#### [Aim]
Which lines in the items below contain the word "Please", matching case? Show each such line in full.
-- Data supplied start --
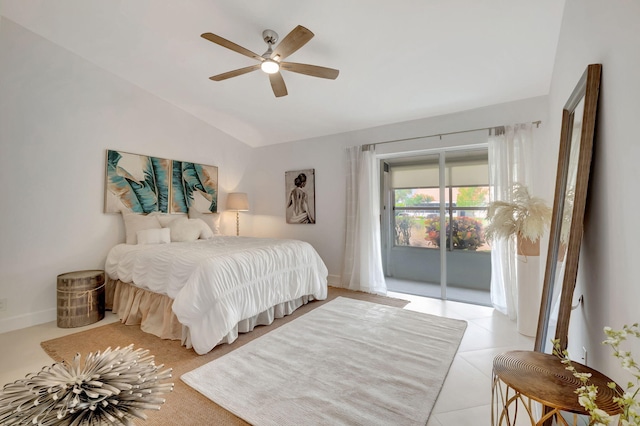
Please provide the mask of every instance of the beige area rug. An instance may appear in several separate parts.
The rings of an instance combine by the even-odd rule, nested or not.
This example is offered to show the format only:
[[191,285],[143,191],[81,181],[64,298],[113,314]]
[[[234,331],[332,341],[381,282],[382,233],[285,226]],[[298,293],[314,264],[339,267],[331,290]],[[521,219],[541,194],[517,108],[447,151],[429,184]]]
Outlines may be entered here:
[[180,376],[277,329],[281,325],[339,296],[367,300],[399,308],[409,303],[406,300],[329,287],[329,295],[326,300],[308,303],[297,309],[292,315],[275,320],[271,325],[256,327],[251,333],[240,334],[232,344],[217,346],[206,355],[198,355],[192,349],[186,349],[180,345],[179,341],[162,340],[151,334],[143,333],[138,326],[126,326],[120,323],[48,340],[42,342],[41,346],[55,361],[62,361],[63,359],[73,359],[76,353],[80,353],[84,358],[89,352],[103,351],[107,347],[124,347],[133,343],[136,348],[149,349],[151,354],[155,355],[156,364],[164,364],[166,367],[173,368],[175,383],[173,392],[165,396],[166,402],[160,411],[145,411],[149,418],[146,422],[140,421],[140,425],[246,425],[247,422],[244,420],[187,386],[180,380]]
[[424,426],[466,326],[340,297],[182,380],[257,426]]

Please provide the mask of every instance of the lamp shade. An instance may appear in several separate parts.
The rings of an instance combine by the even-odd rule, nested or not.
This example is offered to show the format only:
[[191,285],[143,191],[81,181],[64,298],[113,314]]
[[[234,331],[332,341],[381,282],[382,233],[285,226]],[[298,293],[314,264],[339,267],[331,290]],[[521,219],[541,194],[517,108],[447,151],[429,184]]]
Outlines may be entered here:
[[246,212],[249,210],[249,199],[245,192],[232,192],[227,195],[227,210]]

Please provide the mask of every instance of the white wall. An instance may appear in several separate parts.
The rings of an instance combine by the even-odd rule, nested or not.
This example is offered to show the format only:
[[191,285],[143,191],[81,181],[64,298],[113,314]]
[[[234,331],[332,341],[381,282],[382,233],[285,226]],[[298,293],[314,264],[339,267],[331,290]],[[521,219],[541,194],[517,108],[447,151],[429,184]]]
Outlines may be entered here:
[[[588,364],[619,383],[626,379],[611,356],[602,329],[640,320],[640,281],[636,254],[640,143],[640,3],[567,0],[549,94],[550,131],[537,153],[544,173],[555,174],[562,108],[588,64],[601,63],[602,81],[589,199],[575,298],[584,306],[572,313],[569,349],[573,358],[588,351]],[[553,192],[553,182],[546,191]],[[633,342],[633,341],[632,341]],[[630,348],[636,356],[640,345]]]
[[0,332],[54,320],[56,276],[102,269],[124,241],[103,213],[107,149],[216,165],[221,194],[246,189],[248,146],[4,18],[0,93]]
[[[311,243],[324,259],[330,283],[336,284],[342,271],[345,230],[345,148],[353,145],[399,140],[419,136],[494,127],[542,120],[537,139],[546,138],[546,96],[440,117],[344,133],[313,140],[256,148],[251,167],[254,192],[250,194],[251,217],[248,232],[256,236],[298,238]],[[380,145],[378,152],[408,152],[443,146],[486,143],[487,132],[429,138],[422,141]],[[477,138],[482,134],[482,139]],[[473,139],[473,140],[472,140]],[[316,216],[314,225],[289,225],[285,221],[284,173],[315,169]],[[552,200],[552,198],[551,198]]]

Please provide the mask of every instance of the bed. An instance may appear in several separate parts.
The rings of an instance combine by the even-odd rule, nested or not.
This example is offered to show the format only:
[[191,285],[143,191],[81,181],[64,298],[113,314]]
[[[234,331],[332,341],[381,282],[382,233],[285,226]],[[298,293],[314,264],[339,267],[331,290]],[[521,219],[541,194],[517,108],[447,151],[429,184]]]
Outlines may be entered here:
[[123,323],[198,354],[327,297],[324,262],[298,240],[217,235],[118,244],[105,272],[107,307]]

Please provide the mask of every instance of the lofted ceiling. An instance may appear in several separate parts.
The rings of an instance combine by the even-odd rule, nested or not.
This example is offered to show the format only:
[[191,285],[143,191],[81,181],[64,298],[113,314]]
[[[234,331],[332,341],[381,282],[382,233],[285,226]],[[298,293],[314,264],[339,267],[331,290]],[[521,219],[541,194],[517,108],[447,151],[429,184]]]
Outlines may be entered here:
[[[546,95],[564,1],[0,0],[0,14],[254,147]],[[283,71],[210,76],[255,60],[262,31],[315,37],[287,61],[340,70],[336,80]]]

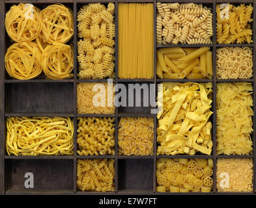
-- Data supplied end --
#### [The result]
Please provide the mask of every instance of the beige area rug. An instance may appear in several separate parts.
Please provide the mask of every instance of the lamp shade. An instance may appear in several separate parts.
Please provide the mask of every instance of the white wall. An instance may appear in several separate parts.
Please provide the mask of every instance of the bed. An instance may appear in several separate parts.
Please provide the mask of every instance of the lofted ceiling. An instance may appear in several separate parts.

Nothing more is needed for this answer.